◆ **Exercise details**
Of all the entries below, only the lines from the one with "column 371, row 82" up to and including the one with "column 122, row 75" are to be duplicated exactly.
______
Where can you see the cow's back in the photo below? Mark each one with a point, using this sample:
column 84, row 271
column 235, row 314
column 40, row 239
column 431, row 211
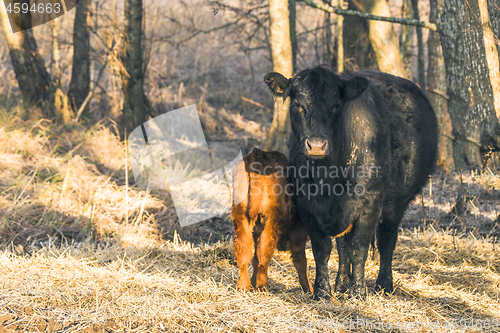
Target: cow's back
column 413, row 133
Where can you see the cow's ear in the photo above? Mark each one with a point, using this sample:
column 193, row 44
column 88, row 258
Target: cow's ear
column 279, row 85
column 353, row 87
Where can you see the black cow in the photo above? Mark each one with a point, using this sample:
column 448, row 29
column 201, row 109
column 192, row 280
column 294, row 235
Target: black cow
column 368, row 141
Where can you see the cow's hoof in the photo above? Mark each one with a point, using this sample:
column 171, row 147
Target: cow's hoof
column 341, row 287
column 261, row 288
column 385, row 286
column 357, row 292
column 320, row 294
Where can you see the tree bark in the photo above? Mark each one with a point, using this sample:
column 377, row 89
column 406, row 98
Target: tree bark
______
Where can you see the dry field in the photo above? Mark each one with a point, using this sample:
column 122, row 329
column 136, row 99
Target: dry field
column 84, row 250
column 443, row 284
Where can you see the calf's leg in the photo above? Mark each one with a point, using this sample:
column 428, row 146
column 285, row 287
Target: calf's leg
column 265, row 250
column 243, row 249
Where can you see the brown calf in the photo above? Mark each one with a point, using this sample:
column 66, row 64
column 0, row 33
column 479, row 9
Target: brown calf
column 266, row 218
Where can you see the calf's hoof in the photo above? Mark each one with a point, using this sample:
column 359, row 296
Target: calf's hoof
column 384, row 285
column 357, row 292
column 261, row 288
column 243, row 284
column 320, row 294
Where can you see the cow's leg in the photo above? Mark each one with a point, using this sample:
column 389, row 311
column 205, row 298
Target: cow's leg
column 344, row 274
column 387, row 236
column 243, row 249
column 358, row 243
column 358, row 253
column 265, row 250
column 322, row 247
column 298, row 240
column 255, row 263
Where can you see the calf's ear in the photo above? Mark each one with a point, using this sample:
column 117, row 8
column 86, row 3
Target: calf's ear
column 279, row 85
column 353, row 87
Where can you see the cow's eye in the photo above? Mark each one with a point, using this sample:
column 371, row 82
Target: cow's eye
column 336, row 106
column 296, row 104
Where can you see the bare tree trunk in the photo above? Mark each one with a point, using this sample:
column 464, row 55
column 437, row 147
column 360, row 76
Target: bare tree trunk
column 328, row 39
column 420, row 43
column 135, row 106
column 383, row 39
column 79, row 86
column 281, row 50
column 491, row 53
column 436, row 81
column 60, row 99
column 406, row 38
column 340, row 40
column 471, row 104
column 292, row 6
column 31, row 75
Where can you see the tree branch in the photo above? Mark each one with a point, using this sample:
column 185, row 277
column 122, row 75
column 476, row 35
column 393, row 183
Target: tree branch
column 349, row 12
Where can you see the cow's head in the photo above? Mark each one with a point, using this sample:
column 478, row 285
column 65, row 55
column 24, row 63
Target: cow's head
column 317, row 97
______
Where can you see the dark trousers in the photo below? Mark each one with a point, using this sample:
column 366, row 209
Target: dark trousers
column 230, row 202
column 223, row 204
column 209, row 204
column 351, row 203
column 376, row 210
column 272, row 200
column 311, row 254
______
◆ **Answer for the task**
column 371, row 82
Target: cow's eye
column 336, row 106
column 296, row 104
Where can you see the bare tree trunk in the photo above? Mark each one with a point, using this sample:
column 464, row 55
column 437, row 147
column 360, row 76
Target: bare tree trunk
column 328, row 39
column 420, row 43
column 135, row 106
column 383, row 39
column 79, row 86
column 281, row 50
column 491, row 53
column 436, row 81
column 60, row 99
column 406, row 38
column 340, row 40
column 471, row 104
column 292, row 6
column 31, row 75
Where can you see the tree branch in the photo above? Mark each one with a point, using this sample:
column 185, row 277
column 122, row 75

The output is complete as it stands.